Voci con punti su oggetti nominati
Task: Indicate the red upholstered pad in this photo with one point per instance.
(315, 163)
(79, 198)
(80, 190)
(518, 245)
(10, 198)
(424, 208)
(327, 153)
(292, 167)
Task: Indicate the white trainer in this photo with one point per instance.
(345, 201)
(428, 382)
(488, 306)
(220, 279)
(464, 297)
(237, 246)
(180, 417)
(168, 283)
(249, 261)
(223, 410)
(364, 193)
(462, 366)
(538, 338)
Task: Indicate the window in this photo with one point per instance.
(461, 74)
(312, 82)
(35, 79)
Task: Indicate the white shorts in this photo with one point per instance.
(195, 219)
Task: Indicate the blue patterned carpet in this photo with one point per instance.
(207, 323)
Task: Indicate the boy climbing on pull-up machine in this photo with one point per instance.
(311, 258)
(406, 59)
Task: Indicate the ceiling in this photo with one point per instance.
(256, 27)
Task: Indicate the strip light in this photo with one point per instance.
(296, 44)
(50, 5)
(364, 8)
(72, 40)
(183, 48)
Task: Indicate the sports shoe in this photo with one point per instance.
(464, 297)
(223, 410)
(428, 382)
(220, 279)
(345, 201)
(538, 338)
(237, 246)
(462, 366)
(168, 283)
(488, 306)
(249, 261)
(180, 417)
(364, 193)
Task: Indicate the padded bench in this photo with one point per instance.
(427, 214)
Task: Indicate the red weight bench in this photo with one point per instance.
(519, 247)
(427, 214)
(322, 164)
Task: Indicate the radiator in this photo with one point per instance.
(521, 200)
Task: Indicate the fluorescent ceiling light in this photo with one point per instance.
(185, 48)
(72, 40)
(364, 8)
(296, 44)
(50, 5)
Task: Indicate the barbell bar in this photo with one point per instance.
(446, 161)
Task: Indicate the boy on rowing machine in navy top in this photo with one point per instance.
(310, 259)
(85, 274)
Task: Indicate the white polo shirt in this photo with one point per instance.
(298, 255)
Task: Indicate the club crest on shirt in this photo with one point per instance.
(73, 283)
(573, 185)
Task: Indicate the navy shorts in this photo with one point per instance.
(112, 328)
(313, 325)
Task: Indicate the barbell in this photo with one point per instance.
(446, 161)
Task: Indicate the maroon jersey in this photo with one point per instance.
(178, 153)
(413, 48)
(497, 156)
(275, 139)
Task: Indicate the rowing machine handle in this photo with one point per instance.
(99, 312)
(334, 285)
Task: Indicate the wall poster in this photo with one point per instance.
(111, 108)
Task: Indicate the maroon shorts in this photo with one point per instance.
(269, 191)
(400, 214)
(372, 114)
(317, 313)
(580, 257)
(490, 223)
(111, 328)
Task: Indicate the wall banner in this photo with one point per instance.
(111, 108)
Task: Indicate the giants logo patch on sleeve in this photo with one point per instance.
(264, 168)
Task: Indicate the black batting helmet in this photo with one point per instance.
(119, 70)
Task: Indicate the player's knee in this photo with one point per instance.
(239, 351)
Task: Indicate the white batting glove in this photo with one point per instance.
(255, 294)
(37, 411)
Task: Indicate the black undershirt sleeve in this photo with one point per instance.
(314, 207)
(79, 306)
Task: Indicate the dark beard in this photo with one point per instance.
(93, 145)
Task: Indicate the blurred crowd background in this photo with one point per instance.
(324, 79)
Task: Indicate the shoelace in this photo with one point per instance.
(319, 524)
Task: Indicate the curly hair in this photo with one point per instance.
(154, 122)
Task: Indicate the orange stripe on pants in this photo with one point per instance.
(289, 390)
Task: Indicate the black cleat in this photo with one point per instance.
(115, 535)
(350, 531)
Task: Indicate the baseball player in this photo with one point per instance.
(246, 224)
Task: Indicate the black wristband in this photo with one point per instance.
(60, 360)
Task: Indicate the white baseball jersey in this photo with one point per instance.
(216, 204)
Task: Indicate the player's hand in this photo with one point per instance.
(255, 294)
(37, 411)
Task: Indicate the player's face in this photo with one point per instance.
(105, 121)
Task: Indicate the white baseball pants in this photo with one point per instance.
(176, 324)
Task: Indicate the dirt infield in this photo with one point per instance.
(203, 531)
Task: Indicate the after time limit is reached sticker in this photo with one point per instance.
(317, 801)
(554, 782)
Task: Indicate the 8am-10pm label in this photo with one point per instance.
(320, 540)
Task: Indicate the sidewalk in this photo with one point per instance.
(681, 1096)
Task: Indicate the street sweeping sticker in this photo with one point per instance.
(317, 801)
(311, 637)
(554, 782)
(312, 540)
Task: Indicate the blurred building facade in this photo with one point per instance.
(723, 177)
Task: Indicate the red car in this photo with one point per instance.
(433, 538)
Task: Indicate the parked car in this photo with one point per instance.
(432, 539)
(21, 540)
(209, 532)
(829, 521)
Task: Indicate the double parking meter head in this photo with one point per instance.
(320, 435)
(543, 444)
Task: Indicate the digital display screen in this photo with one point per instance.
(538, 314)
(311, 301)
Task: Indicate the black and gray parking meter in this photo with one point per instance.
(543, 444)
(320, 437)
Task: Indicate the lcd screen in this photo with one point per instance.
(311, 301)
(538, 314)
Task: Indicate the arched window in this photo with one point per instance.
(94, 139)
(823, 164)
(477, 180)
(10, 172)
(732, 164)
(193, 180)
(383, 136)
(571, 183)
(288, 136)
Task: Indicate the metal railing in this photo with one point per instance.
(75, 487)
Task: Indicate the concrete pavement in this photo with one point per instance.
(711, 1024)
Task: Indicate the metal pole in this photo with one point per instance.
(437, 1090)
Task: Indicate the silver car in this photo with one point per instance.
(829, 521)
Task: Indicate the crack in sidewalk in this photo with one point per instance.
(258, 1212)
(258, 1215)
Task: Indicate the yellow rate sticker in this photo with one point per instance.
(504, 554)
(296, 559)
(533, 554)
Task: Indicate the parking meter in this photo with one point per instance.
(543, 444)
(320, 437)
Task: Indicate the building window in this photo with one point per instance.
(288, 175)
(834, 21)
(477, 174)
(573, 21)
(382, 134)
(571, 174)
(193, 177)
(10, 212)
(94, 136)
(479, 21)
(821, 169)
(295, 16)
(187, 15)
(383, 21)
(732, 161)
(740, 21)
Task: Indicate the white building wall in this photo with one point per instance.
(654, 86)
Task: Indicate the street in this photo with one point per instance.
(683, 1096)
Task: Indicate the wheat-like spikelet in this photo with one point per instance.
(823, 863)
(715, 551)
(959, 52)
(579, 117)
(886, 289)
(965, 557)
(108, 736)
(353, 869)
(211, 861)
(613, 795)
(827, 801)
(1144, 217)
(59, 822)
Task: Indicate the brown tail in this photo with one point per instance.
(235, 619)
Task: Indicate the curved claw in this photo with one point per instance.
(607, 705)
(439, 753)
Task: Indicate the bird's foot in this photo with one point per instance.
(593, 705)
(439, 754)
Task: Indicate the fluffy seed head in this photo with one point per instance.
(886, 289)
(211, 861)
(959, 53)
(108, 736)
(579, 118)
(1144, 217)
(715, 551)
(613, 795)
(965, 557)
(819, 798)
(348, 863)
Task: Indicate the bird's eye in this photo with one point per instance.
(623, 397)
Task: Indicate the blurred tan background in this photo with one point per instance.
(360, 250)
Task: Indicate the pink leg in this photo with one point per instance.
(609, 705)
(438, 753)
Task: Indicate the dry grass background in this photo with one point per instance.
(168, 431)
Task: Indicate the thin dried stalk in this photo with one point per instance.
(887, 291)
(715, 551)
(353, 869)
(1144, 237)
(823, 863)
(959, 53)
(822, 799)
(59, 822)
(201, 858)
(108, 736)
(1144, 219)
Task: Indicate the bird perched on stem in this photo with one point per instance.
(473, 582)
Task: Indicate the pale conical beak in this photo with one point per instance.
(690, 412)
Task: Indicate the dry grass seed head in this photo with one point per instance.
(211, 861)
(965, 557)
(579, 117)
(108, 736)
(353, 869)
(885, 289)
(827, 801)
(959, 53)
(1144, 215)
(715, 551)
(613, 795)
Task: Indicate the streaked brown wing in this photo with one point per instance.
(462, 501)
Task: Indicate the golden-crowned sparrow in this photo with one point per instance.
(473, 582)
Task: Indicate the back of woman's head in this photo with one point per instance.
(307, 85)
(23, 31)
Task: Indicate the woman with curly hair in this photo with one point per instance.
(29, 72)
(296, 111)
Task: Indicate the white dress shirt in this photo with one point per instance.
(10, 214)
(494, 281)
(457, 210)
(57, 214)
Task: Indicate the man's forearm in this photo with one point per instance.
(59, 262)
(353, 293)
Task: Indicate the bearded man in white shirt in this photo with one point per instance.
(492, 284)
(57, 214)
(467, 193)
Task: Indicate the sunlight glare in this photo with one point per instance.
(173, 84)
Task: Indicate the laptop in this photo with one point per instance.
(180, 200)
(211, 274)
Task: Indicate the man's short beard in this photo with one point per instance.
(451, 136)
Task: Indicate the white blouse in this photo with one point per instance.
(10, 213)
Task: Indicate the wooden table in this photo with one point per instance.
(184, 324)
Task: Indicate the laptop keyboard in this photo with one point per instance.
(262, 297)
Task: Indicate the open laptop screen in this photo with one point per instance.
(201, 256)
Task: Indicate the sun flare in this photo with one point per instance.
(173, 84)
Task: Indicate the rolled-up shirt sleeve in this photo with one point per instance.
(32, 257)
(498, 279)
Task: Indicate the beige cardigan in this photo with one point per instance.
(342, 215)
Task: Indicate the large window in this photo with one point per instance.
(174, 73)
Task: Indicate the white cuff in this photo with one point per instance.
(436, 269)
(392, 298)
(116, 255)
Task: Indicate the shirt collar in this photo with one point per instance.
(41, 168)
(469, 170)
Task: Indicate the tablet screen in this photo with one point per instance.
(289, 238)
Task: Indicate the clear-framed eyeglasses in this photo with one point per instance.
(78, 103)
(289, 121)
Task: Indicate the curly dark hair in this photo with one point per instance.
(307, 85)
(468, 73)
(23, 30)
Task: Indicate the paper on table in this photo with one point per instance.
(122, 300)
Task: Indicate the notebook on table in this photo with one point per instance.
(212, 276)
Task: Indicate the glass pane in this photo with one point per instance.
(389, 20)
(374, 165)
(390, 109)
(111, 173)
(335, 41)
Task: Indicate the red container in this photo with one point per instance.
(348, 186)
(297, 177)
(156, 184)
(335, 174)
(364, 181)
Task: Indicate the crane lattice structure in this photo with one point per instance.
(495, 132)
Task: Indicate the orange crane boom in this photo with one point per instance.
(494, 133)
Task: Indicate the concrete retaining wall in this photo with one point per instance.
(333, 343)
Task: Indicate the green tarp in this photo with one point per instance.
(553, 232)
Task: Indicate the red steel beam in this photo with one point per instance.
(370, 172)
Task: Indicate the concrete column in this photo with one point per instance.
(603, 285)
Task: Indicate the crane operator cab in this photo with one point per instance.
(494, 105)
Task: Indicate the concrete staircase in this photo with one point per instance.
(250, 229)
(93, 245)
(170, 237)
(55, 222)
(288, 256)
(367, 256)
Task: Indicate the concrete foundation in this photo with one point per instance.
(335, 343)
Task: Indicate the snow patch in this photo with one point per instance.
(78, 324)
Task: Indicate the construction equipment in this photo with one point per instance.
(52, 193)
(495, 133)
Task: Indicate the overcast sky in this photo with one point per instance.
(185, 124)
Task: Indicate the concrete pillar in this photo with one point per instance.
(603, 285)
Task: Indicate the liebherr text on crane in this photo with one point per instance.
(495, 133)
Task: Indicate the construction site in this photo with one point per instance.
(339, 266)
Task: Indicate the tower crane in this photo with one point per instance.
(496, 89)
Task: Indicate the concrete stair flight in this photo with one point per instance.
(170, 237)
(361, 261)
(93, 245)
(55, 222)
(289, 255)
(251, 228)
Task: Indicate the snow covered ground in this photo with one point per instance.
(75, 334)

COSA FARE → Ricopia senza alcuna modifica le righe delle voci comprese tra quella che contiene "Task: Indicate the concrete column" e la fine delle voci, estremi inclusi.

RISULTATO DELL'ESERCIZIO →
Task: Indicate the concrete column in this photo with one point per instance.
(603, 285)
Task: Indicate the crane operator cab in this photo with one point per instance.
(494, 105)
Task: Indicate the concrete staircase in this photo with one point per instance.
(250, 229)
(93, 245)
(170, 237)
(55, 222)
(288, 256)
(367, 256)
Task: Indicate the concrete foundation in this photo with one point per instance.
(335, 343)
Task: Indicate the snow patch in this photo with one point per instance.
(78, 324)
Task: Indicate the construction equipment in this photo with one point per instance.
(52, 193)
(495, 133)
Task: Indicate the overcast sky in this photo with one point per instance.
(185, 124)
Task: Indicate the concrete pillar in this photo with one point per instance.
(603, 285)
Task: Indicate the liebherr text on crane in this photo with one point per instance.
(495, 133)
Task: Indicate the construction site in this photo with one point per instance.
(339, 266)
Task: Indicate the tower crane in this photo with one point per instance.
(496, 89)
Task: Indicate the concrete stair flight in this photo with one point per instance.
(170, 237)
(361, 261)
(93, 245)
(55, 222)
(289, 255)
(251, 228)
Task: Indicate the snow covered ground in this photo with one point per instance.
(75, 334)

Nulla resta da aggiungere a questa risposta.